Given records -
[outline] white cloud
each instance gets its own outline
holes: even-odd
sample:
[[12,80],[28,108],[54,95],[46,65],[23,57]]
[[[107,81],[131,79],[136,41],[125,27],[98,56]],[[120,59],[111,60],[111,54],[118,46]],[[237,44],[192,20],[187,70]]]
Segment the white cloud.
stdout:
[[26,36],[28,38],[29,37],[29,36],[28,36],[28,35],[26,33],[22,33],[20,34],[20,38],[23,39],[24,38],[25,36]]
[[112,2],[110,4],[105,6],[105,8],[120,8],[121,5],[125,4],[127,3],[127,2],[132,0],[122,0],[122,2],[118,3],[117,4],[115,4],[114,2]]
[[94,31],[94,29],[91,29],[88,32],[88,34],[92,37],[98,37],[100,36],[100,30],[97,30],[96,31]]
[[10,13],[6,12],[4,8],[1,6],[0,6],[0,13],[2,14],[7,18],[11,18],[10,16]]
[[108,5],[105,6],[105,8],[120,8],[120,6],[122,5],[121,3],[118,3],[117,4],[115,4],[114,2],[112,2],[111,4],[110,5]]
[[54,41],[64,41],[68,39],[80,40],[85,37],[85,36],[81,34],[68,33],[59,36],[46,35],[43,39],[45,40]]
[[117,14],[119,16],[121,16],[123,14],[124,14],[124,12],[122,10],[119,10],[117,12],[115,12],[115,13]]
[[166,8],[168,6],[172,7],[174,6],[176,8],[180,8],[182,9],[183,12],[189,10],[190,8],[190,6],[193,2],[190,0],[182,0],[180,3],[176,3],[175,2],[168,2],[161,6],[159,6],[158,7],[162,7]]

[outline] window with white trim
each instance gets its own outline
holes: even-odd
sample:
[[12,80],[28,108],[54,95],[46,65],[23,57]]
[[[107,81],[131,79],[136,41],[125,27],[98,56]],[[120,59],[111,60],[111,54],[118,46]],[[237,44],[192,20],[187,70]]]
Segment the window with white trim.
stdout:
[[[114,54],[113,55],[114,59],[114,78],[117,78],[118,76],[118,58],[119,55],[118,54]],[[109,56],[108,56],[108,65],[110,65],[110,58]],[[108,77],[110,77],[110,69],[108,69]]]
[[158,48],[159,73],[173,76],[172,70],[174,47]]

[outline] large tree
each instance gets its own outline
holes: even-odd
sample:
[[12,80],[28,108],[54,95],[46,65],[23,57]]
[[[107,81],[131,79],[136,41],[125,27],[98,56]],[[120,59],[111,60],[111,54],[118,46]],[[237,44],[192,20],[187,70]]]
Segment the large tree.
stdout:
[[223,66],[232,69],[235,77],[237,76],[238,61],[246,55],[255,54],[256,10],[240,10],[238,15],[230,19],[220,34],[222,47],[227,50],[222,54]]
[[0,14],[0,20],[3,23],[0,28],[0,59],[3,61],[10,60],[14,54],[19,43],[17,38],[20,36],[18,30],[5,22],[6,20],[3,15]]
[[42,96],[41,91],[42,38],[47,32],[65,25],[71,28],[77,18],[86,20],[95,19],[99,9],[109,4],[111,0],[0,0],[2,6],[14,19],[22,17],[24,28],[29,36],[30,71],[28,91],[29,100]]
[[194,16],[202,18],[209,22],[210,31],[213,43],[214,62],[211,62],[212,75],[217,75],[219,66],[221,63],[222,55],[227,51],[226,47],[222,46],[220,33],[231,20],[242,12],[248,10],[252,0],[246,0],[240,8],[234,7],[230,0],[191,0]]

Exercise -
Would you reproduce all the entries exactly?

Task answer -
[outline] white cloud
each instance gets its own outline
holes: even-odd
sample:
[[12,80],[28,108],[54,95],[46,65],[23,57]]
[[[107,81],[131,79],[136,41],[125,27],[98,56]],[[120,59],[111,60],[111,54],[118,46]],[[237,44],[192,20],[187,70]]]
Segment the white cloud.
stdout:
[[26,36],[28,38],[29,37],[29,36],[28,36],[28,35],[26,33],[22,33],[20,34],[20,38],[23,39],[24,38],[25,36]]
[[112,2],[110,4],[105,6],[105,8],[120,8],[121,5],[125,4],[127,3],[127,2],[132,0],[122,0],[122,2],[118,3],[117,4],[115,4],[114,2]]
[[94,31],[94,29],[91,29],[88,32],[88,34],[92,37],[98,37],[100,36],[100,30],[97,30],[96,31]]
[[10,13],[6,12],[4,8],[1,6],[0,6],[0,13],[2,14],[7,18],[11,18],[10,16]]
[[108,5],[105,6],[105,8],[120,8],[120,6],[122,5],[121,3],[118,3],[117,4],[115,4],[114,2],[112,2],[111,4],[110,5]]
[[54,41],[64,41],[68,39],[80,40],[85,37],[85,36],[81,34],[68,33],[59,36],[46,35],[43,39],[45,40]]
[[117,14],[119,16],[121,16],[123,14],[124,14],[124,12],[122,10],[119,10],[117,12],[115,12],[115,13]]
[[166,8],[168,6],[172,7],[174,6],[176,8],[180,8],[182,9],[183,12],[189,10],[190,8],[190,6],[193,2],[190,0],[182,0],[180,3],[176,3],[175,2],[168,2],[161,6],[159,6],[158,7],[162,7]]

[outline] window with white trim
each instance gets its own outline
holes: even-odd
sample:
[[12,80],[28,108],[54,95],[46,65],[23,57]]
[[[107,81],[131,79],[136,41],[125,27],[98,56]],[[120,59],[111,60],[111,54],[118,46]],[[237,44],[192,20],[187,70]]]
Segment the window with white trim.
stdout:
[[[114,54],[113,55],[114,59],[114,78],[117,78],[118,76],[118,58],[119,55],[118,54]],[[109,56],[108,56],[108,65],[110,65],[110,58]],[[108,77],[110,77],[110,69],[108,69]]]
[[158,48],[159,73],[173,76],[172,70],[174,47]]

[outline] large tree
each instance gets its own outline
holes: even-odd
sample:
[[12,80],[28,108],[54,95],[46,65],[23,57]]
[[[107,81],[131,79],[136,41],[125,27],[98,56]],[[120,59],[111,60],[111,54],[118,46]],[[237,44],[192,20],[187,70]]]
Segment the large tree.
stdout:
[[223,66],[232,69],[235,77],[237,76],[238,61],[246,55],[255,54],[256,10],[240,10],[238,15],[230,19],[220,34],[222,47],[227,50],[222,54]]
[[0,14],[0,20],[3,23],[0,28],[0,59],[3,61],[10,60],[14,54],[19,43],[17,38],[20,36],[18,30],[5,22],[6,20],[3,15]]
[[42,96],[41,91],[42,38],[47,32],[65,25],[71,28],[77,18],[86,20],[95,19],[99,9],[109,4],[111,0],[0,0],[2,6],[14,19],[22,17],[24,28],[29,36],[30,71],[28,91],[29,100]]
[[194,16],[202,18],[209,22],[210,31],[213,43],[214,62],[211,62],[212,75],[217,75],[219,66],[221,63],[222,55],[227,51],[226,47],[222,46],[220,33],[231,20],[242,12],[248,10],[252,0],[246,0],[240,8],[234,7],[230,0],[191,0]]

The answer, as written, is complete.